• _Stated exercise_:
Reproduce each of the entries below verbatim, keeping every line in its original order.
---------- Data for this exercise
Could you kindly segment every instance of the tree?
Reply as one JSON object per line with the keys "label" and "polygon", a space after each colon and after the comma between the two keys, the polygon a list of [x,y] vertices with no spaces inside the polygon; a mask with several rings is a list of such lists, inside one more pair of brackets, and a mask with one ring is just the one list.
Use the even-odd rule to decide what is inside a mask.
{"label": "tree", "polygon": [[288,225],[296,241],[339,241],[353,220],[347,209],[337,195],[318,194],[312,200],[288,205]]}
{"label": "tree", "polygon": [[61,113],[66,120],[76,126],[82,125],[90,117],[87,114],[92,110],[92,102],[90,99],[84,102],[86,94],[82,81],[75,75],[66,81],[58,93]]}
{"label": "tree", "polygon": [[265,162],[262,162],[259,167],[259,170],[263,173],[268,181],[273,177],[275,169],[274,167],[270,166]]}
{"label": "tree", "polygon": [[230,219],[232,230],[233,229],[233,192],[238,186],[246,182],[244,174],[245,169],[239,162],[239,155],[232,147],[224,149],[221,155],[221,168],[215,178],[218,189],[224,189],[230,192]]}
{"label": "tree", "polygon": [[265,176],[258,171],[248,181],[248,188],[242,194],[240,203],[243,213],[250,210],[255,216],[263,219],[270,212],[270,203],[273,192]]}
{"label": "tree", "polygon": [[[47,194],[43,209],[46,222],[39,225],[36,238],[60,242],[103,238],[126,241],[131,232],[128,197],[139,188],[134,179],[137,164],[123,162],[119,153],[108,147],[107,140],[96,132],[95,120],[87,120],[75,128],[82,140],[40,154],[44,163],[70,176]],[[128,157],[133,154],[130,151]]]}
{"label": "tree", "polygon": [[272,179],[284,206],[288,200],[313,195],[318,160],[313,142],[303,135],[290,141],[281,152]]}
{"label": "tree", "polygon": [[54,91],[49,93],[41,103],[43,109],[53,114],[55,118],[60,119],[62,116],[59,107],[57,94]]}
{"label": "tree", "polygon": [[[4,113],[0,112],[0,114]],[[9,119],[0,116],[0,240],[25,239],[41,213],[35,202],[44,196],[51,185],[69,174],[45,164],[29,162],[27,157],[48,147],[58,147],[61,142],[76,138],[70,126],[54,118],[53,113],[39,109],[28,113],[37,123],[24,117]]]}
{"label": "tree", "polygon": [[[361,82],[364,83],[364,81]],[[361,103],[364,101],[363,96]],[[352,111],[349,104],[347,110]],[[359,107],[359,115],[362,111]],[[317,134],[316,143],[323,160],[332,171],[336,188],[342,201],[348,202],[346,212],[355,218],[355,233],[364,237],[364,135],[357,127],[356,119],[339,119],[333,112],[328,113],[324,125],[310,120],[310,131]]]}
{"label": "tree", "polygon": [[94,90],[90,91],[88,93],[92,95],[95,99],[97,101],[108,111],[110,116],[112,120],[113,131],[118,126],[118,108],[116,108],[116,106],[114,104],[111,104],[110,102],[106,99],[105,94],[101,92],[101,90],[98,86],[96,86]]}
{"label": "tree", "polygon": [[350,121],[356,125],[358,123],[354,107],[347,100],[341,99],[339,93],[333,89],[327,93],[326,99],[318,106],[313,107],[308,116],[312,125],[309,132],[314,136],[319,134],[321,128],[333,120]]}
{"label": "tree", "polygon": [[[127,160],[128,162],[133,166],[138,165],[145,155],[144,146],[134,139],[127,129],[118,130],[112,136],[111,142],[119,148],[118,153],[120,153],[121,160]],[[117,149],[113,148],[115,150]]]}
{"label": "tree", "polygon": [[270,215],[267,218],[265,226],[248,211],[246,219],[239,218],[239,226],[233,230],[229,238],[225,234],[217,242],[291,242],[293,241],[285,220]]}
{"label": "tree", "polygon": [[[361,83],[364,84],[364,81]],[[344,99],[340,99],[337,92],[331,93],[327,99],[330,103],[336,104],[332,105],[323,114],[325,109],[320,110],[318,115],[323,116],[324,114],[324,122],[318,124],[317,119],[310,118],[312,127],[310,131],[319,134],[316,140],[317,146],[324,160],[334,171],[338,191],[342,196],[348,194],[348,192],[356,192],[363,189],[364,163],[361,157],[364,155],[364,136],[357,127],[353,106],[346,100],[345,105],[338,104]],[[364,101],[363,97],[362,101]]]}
--------------------
• _Problem solution_:
Could you kindly segment every instance of the tree?
Reply as one JSON object per line with the keys "label" and "polygon", a space after each colon and after the comma between the two keys, the polygon a list of [x,y] vertices with no spaces inside the polygon; a mask with several rings is a list of such lists, inside one more pair of brackets, and a mask with one ring is just the one list.
Use the even-odd rule to decide what is inside a mask.
{"label": "tree", "polygon": [[288,225],[296,241],[339,241],[353,220],[347,209],[337,195],[318,194],[312,200],[288,205]]}
{"label": "tree", "polygon": [[61,113],[66,120],[76,126],[82,125],[90,117],[87,114],[92,110],[92,102],[90,99],[84,102],[86,94],[82,81],[75,75],[66,81],[58,93]]}
{"label": "tree", "polygon": [[265,162],[262,162],[259,167],[259,170],[263,173],[268,181],[273,177],[275,169],[274,167],[270,166]]}
{"label": "tree", "polygon": [[230,219],[232,230],[233,229],[233,192],[238,186],[246,182],[244,174],[245,169],[239,162],[239,155],[232,147],[224,149],[221,155],[221,168],[215,178],[218,189],[224,189],[230,192]]}
{"label": "tree", "polygon": [[265,176],[258,171],[248,181],[248,188],[242,194],[240,203],[243,213],[250,210],[255,216],[263,219],[270,212],[270,203],[273,192]]}
{"label": "tree", "polygon": [[[47,194],[43,209],[46,222],[39,225],[36,238],[60,242],[103,238],[126,241],[131,232],[128,197],[139,188],[134,179],[137,164],[123,162],[119,153],[108,147],[107,140],[96,132],[95,120],[87,120],[75,128],[82,140],[40,154],[44,163],[70,176]],[[128,157],[133,154],[130,151]]]}
{"label": "tree", "polygon": [[272,179],[284,206],[288,200],[313,195],[318,160],[313,142],[303,135],[290,141],[281,152]]}
{"label": "tree", "polygon": [[54,91],[49,93],[41,103],[43,109],[53,114],[55,118],[60,119],[62,116],[59,107],[57,94]]}
{"label": "tree", "polygon": [[[4,113],[0,112],[0,114]],[[9,119],[0,116],[0,240],[25,239],[41,213],[35,202],[44,196],[51,185],[69,174],[45,164],[29,162],[27,157],[48,147],[58,147],[61,142],[76,138],[70,126],[54,118],[53,113],[39,109],[28,113],[37,123],[24,117]]]}
{"label": "tree", "polygon": [[[361,82],[364,83],[364,81]],[[361,103],[364,101],[363,96]],[[352,111],[349,104],[347,110]],[[359,107],[359,115],[362,111]],[[317,134],[316,143],[323,160],[332,171],[336,188],[342,201],[348,202],[346,212],[355,218],[355,233],[364,237],[364,135],[357,127],[356,119],[339,119],[333,112],[328,113],[324,125],[310,120],[310,131]]]}
{"label": "tree", "polygon": [[94,90],[90,91],[88,93],[92,95],[95,99],[97,101],[108,111],[110,116],[112,120],[113,131],[118,126],[118,108],[116,108],[116,106],[114,104],[111,104],[110,102],[106,99],[105,94],[101,92],[101,90],[98,86],[96,86]]}
{"label": "tree", "polygon": [[350,121],[356,125],[358,123],[354,107],[347,100],[341,99],[339,93],[333,89],[327,93],[326,99],[318,106],[313,107],[308,116],[312,125],[309,132],[314,136],[319,134],[321,128],[333,120]]}
{"label": "tree", "polygon": [[[127,160],[128,162],[133,166],[138,165],[145,155],[144,146],[134,139],[127,129],[118,130],[112,136],[111,142],[119,148],[118,153],[120,153],[121,160]],[[117,149],[113,148],[115,150]]]}
{"label": "tree", "polygon": [[270,215],[267,218],[265,226],[248,211],[246,219],[239,218],[239,226],[233,230],[229,238],[225,234],[217,242],[291,242],[293,241],[285,220]]}
{"label": "tree", "polygon": [[[361,83],[364,84],[364,81]],[[344,99],[340,99],[337,92],[331,93],[327,99],[330,103],[336,104],[332,105],[323,114],[325,109],[320,110],[318,115],[323,116],[324,114],[324,122],[318,124],[317,119],[310,118],[312,127],[310,131],[319,134],[316,140],[317,146],[324,160],[334,171],[338,191],[342,196],[348,194],[348,192],[356,192],[363,189],[364,163],[361,157],[364,155],[364,136],[357,127],[353,106],[346,100],[345,105],[338,104]],[[364,101],[363,97],[362,101]]]}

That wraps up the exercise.